SUPPLIED TEXT>
★ ★ ★ ★ ★

Suzan Mazur: You’ve got Albert Libchaber as an ally. He told me this in his office at Rockefeller University:

“Yes, and my interest lately focuses more about life originating in thermal vents deep in the ocean. In thermal vents you have large temperature gradients because water comes out of the vents in a high temperature.
The little volcanoes that make thermal vents are full of porous material, and those pores hold all the temperature gradients you need. What was shown is that with this temperature gradient many nonequilibrium processes exist.
For example, we discovered that polymerase chain reaction (PCR) is possible under thermal convection. There’s nothing but thermal convection. In the center region of a convective cell double-stranded (DS) DNA melts and in the side single-stranded (SS) DNA is copied. We thus made the smallest PCR machine, centimeter in size. . . .
We did that when Dieter Braun was here as a postdoctoral fellow, about 10 years ago.

★ ★ ★ ★ ★

LISTED RECORDS>

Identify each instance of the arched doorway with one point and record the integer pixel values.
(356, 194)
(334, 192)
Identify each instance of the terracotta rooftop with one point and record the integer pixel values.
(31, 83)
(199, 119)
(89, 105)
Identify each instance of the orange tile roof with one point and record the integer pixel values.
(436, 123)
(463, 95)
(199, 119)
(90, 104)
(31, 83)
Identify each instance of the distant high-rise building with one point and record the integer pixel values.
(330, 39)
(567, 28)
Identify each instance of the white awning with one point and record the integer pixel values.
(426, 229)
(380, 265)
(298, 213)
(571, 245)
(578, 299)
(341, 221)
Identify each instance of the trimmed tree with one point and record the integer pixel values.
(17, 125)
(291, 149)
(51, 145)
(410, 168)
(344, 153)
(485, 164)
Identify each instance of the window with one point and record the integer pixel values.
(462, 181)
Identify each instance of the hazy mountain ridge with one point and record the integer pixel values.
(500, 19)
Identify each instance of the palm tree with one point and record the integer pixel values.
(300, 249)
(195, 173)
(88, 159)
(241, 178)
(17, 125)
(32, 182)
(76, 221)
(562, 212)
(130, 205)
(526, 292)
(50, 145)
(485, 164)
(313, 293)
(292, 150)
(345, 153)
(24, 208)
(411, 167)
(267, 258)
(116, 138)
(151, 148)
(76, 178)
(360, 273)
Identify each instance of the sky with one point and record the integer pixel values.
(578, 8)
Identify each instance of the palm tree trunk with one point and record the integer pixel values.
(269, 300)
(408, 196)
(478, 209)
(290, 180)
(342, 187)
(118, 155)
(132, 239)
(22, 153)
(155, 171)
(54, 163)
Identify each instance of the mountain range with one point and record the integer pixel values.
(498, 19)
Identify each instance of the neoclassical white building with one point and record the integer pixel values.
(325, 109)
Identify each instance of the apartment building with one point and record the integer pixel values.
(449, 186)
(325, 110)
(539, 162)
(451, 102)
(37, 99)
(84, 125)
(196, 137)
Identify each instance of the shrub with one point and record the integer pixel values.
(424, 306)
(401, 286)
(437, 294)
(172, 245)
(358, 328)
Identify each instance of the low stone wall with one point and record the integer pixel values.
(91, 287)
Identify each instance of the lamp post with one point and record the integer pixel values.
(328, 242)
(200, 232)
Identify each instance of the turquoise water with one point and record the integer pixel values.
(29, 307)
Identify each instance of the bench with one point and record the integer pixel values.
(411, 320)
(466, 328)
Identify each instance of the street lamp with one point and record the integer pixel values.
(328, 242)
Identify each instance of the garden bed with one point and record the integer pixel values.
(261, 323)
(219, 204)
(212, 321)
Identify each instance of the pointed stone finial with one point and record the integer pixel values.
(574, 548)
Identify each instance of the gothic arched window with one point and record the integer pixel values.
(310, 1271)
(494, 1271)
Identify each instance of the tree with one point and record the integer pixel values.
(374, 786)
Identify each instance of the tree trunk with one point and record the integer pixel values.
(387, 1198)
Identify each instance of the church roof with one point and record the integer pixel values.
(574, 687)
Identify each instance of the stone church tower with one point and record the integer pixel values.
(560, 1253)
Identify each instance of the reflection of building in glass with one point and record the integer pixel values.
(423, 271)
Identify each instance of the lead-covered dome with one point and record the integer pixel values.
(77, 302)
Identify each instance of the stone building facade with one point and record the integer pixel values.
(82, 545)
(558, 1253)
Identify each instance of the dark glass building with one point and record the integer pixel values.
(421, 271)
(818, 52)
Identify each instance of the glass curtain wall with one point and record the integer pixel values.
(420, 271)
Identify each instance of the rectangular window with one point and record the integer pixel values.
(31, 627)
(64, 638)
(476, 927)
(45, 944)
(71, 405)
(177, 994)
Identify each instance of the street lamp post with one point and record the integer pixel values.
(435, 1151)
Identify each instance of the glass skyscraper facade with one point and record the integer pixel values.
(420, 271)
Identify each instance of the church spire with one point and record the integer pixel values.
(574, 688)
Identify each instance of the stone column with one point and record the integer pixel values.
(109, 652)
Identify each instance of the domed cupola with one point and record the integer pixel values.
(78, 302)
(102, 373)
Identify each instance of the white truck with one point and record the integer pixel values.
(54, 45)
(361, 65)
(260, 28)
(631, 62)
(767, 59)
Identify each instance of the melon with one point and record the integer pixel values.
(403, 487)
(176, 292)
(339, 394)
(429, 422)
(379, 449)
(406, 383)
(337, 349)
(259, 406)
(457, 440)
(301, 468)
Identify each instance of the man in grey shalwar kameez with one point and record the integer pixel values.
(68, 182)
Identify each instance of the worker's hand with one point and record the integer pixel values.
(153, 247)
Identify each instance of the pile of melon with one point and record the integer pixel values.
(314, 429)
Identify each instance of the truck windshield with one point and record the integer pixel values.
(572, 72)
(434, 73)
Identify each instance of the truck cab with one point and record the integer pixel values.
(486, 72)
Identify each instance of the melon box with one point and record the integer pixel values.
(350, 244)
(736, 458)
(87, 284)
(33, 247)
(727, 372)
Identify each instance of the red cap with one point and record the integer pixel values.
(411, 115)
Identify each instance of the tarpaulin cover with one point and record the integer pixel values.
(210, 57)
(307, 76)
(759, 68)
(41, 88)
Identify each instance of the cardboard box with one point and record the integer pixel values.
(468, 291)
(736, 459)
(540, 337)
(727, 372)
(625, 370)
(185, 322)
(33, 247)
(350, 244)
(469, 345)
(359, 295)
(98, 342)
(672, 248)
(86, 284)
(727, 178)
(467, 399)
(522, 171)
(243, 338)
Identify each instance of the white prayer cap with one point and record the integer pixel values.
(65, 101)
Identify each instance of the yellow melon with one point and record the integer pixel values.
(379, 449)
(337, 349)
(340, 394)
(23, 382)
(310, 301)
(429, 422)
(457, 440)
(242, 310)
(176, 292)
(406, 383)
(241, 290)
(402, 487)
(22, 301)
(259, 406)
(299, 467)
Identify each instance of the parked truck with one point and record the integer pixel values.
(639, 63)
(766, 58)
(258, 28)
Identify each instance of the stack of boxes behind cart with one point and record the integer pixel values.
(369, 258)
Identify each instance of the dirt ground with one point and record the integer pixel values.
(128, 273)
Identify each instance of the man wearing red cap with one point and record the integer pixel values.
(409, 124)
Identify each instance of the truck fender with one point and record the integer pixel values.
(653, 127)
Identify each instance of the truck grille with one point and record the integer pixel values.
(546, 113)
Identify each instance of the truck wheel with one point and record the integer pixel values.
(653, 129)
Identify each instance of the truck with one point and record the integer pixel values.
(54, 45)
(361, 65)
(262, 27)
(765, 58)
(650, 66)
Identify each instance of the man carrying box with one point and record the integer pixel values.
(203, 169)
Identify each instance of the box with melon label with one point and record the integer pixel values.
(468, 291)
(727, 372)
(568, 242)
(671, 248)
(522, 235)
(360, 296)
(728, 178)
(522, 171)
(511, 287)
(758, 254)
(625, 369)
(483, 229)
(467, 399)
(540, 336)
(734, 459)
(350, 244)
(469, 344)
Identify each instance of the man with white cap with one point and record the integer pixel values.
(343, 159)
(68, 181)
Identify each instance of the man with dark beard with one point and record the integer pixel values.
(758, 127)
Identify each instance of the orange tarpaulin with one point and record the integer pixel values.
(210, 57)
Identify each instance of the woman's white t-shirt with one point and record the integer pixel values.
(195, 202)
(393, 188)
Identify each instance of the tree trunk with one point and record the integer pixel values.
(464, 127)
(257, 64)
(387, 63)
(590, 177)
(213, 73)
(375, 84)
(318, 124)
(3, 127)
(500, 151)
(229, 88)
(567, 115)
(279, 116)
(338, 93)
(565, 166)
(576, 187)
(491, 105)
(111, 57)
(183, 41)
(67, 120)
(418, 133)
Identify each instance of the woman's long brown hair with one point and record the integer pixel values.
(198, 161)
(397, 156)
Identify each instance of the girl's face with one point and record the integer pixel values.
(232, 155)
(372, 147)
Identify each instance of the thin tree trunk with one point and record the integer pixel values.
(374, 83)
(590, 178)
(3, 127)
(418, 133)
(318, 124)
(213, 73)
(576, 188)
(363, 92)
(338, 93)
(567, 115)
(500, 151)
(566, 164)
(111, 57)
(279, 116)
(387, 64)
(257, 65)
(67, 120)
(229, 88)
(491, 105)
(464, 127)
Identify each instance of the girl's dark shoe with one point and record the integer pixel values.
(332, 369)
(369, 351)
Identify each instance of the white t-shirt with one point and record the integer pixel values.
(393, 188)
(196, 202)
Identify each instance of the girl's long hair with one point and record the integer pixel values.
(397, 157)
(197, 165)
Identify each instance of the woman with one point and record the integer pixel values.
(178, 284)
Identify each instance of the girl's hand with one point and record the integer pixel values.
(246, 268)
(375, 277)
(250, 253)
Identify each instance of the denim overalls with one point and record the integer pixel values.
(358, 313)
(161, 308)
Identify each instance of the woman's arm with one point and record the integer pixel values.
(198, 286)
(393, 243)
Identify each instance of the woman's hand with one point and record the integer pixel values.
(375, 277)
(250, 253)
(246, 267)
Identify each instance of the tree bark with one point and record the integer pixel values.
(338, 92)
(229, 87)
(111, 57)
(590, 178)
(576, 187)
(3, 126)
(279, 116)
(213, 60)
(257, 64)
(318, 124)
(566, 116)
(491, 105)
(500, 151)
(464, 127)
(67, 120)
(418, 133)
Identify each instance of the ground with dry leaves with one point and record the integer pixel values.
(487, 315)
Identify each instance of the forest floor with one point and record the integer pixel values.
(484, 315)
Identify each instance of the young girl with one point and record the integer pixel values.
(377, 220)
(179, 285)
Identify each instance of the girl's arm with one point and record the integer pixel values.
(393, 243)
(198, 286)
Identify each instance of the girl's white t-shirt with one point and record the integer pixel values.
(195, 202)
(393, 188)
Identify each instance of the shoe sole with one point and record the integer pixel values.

★ ★ ★ ★ ★

PROBLEMS TO SOLVE>
[1] Summarize the interview excerpt on thermal vents in two sentences.
[2] According to the interview excerpt on thermal vents, where in a convective cell does double-stranded DNA melt?
[3] Please rewrite the interview excerpt on thermal vents between "The little volcanoes" and "in size. . . .", inclusive, putting "heat convection" in place of "thermal convection".

EXPECTED RESPONSES>
[1] Albert Libchaber says his recent interest centers on life originating in deep-ocean thermal vents, whose porous material holds the temperature gradients that support many nonequilibrium processes. He describes discovering that PCR is possible under thermal convection alone and making a centimeter-sized PCR machine when Dieter Braun was a postdoctoral fellow about 10 years earlier.

[2] In the center region of the convective cell.

[3]
The little volcanoes that make thermal vents are full of porous material, and those pores hold all the temperature gradients you need. What was shown is that with this temperature gradient many nonequilibrium processes exist.
For example, we discovered that polymerase chain reaction (PCR) is possible under heat convection. There’s nothing but heat convection. In the center region of a convective cell double-stranded (DS) DNA melts and in the side single-stranded (SS) DNA is copied. We thus made the smallest PCR machine, centimeter in size. . . .